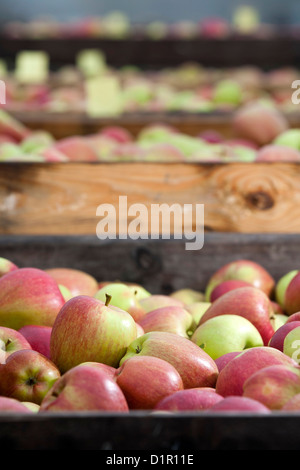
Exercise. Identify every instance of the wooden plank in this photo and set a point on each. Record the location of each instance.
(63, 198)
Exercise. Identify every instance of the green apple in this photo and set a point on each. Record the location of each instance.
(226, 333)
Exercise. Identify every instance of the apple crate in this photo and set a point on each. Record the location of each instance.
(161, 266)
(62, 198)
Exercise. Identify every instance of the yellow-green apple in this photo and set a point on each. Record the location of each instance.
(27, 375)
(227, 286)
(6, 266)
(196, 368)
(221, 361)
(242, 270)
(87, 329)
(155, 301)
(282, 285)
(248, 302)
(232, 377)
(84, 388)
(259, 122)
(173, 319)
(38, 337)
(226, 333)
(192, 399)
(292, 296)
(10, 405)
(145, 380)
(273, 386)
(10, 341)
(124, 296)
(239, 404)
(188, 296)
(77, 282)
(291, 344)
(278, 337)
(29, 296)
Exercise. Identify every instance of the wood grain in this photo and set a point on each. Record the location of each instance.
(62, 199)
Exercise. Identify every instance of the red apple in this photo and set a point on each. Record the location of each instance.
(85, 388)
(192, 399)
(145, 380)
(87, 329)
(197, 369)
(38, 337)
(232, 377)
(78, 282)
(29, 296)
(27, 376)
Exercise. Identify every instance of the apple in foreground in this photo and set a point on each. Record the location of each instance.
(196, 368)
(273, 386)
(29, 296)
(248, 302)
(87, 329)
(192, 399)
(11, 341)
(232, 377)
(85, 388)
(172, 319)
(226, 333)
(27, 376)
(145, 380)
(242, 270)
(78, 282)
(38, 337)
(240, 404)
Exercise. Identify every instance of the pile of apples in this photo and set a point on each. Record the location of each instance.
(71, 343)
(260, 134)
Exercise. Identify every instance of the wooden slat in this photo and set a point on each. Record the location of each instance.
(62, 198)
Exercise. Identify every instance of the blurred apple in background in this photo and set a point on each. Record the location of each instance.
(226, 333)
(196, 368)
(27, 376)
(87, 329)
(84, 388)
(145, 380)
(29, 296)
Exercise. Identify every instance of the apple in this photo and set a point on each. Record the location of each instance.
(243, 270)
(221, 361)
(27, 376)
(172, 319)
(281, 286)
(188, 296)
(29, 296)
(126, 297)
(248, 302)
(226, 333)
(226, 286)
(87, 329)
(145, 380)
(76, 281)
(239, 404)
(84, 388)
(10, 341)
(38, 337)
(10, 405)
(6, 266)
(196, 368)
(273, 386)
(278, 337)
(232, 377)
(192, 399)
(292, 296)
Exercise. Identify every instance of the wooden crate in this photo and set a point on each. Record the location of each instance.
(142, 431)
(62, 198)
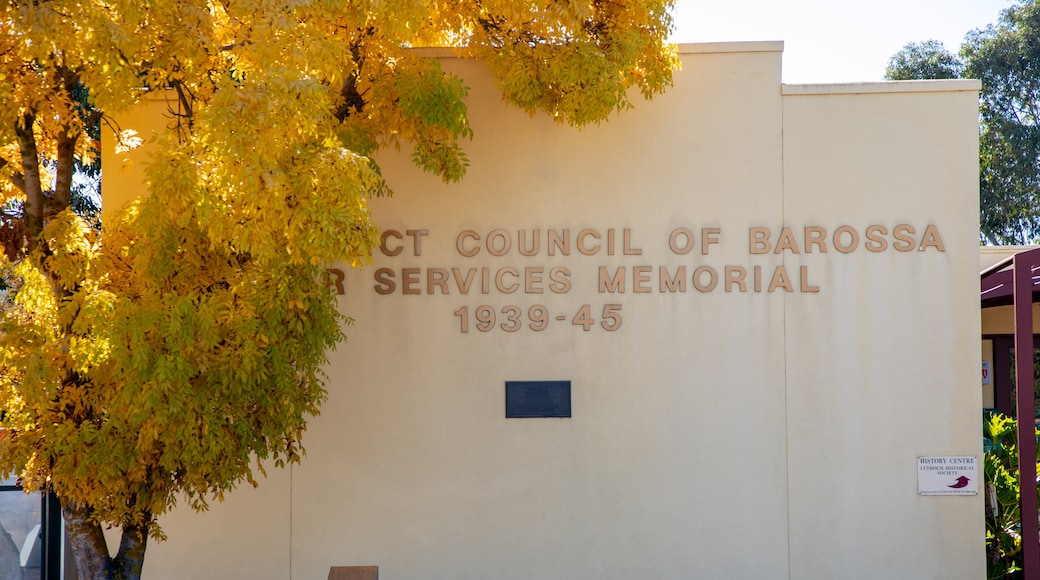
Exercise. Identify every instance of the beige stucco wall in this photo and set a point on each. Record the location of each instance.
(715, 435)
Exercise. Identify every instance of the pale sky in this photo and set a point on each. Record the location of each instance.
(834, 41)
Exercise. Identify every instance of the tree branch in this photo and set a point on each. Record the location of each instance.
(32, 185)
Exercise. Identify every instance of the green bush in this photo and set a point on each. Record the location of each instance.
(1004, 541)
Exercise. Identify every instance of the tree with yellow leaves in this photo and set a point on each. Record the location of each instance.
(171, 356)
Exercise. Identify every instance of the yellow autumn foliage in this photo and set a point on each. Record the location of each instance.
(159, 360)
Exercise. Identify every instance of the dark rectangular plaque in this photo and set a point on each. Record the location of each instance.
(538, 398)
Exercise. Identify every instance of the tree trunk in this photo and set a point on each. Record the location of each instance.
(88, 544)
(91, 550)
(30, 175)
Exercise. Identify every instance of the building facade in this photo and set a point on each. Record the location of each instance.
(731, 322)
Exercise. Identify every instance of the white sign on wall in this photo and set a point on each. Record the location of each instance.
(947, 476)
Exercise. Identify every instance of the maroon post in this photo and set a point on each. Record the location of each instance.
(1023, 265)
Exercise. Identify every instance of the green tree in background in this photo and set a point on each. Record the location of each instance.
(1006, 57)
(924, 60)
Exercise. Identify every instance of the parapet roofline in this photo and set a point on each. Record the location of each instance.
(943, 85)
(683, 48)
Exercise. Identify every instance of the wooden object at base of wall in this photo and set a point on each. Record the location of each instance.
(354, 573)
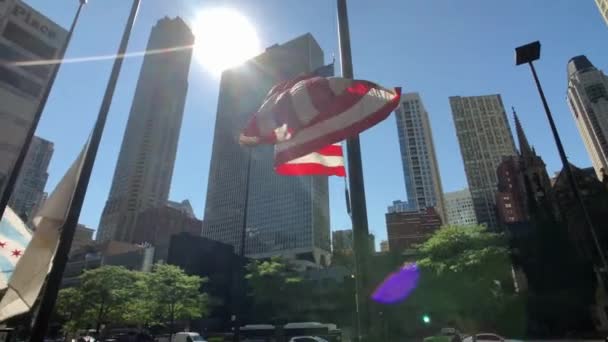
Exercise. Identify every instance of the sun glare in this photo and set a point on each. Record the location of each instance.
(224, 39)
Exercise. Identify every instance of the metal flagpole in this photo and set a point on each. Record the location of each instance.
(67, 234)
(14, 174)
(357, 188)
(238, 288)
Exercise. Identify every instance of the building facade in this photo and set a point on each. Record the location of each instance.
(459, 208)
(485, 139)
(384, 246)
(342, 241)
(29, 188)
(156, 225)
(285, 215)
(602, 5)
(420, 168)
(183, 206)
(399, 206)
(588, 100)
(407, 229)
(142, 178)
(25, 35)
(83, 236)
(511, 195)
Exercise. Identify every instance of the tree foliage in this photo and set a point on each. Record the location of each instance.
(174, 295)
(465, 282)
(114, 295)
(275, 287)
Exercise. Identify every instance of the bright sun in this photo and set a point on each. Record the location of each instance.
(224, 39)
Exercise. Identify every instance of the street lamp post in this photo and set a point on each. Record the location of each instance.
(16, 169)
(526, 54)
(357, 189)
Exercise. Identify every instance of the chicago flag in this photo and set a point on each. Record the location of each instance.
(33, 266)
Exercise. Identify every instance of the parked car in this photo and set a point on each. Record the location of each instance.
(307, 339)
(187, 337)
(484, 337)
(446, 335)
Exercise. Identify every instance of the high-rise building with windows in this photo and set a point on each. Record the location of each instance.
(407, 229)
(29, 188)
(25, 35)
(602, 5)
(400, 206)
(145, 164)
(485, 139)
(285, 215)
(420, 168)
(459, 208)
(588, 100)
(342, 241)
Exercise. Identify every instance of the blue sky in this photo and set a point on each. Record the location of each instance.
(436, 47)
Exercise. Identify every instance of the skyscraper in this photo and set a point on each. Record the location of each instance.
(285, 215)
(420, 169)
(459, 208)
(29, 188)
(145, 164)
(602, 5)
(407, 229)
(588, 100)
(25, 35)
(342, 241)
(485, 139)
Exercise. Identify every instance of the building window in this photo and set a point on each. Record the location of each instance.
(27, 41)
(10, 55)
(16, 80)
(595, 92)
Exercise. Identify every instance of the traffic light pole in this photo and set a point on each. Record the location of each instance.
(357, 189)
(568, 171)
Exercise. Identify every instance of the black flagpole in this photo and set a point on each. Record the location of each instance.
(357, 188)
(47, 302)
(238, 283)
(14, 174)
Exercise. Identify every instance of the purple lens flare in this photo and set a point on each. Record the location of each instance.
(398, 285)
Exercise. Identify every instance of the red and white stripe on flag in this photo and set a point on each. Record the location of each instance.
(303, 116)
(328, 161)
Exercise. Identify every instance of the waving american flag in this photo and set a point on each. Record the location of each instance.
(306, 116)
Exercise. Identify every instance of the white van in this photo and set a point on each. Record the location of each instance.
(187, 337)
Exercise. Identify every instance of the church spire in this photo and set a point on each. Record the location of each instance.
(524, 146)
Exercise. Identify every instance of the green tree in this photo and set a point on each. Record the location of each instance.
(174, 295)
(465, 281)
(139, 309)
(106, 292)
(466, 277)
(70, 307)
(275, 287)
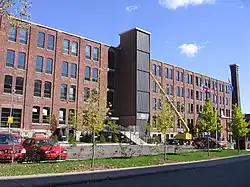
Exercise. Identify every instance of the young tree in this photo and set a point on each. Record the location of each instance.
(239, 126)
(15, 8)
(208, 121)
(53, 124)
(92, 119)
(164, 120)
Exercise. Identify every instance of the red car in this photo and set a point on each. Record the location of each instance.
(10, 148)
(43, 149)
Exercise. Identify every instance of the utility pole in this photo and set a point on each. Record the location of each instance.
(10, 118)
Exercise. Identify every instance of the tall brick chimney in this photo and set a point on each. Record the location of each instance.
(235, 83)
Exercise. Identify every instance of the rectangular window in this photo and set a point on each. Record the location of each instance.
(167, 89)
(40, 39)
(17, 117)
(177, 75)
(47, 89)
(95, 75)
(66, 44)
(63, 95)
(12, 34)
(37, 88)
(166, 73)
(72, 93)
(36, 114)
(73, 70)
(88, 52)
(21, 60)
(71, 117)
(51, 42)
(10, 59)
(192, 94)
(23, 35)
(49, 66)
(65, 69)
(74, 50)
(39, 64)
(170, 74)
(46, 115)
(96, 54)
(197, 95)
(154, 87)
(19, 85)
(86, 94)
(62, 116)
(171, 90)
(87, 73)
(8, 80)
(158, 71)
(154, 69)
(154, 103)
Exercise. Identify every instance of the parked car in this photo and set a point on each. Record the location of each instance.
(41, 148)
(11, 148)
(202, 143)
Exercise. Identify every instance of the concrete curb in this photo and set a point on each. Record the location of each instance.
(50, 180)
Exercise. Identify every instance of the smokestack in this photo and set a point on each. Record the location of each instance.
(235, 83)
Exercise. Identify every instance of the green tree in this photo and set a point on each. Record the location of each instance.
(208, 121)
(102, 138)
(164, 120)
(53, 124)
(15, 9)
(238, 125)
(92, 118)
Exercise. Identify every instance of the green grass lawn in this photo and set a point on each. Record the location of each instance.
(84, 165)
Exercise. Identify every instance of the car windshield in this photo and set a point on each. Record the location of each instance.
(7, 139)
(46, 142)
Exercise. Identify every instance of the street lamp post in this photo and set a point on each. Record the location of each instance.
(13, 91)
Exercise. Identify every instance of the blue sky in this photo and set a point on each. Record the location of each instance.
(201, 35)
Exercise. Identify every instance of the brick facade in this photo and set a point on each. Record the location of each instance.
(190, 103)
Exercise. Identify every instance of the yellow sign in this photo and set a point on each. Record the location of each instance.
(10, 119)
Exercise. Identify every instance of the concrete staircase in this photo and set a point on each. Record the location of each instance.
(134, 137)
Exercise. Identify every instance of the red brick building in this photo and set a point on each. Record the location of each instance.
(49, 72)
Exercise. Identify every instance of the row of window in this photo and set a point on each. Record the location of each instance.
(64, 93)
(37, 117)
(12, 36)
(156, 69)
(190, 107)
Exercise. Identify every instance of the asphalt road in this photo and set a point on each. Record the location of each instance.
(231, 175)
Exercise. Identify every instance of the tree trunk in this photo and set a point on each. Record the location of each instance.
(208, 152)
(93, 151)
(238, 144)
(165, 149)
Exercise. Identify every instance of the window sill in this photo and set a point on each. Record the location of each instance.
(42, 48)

━━━

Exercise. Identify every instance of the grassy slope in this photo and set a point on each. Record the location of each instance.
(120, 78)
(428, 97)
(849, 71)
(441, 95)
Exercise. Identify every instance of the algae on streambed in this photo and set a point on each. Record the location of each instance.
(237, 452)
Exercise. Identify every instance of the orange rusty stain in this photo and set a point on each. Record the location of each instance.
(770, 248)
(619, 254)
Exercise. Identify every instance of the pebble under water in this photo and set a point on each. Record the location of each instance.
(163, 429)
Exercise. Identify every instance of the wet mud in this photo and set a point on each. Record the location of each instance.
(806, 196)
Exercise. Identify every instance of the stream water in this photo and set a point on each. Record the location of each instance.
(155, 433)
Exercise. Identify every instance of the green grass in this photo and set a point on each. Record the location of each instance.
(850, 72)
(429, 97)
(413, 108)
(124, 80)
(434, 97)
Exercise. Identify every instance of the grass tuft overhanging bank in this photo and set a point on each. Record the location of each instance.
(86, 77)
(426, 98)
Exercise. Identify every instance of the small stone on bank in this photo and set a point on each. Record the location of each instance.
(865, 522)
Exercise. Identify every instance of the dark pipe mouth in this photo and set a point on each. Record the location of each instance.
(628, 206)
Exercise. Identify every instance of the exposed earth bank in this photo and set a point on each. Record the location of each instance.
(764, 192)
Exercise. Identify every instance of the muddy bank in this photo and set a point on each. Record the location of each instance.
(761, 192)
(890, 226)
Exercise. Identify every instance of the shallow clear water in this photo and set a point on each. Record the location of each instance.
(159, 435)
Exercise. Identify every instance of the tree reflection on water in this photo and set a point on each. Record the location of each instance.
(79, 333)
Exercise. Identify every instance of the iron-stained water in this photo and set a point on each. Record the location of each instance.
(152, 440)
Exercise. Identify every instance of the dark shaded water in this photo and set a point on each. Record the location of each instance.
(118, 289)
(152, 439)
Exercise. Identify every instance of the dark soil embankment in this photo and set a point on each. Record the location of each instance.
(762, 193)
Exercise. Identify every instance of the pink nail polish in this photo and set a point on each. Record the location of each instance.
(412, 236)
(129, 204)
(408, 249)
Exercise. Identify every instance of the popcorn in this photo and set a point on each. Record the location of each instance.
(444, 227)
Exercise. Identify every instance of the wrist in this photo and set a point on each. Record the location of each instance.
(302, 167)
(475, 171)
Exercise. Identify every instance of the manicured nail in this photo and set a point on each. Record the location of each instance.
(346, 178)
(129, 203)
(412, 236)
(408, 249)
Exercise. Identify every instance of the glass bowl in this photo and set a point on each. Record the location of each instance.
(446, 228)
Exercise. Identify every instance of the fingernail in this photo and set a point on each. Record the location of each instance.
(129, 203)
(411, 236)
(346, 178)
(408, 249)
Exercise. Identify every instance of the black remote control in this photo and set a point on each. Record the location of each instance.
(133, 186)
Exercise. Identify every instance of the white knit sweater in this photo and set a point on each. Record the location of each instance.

━━━

TASK BRIEF
Pull out every line of the records above that contains the word "background". Only an exact match in case counts.

SOLUTION BELOW
Exercise. Identify every instance of the blurred apple in background in this photo and set a point on each. Record the location of each instance.
Exercise. Identify every instance of the green tree in background in this photo and set a point on each. Record the location of each instance.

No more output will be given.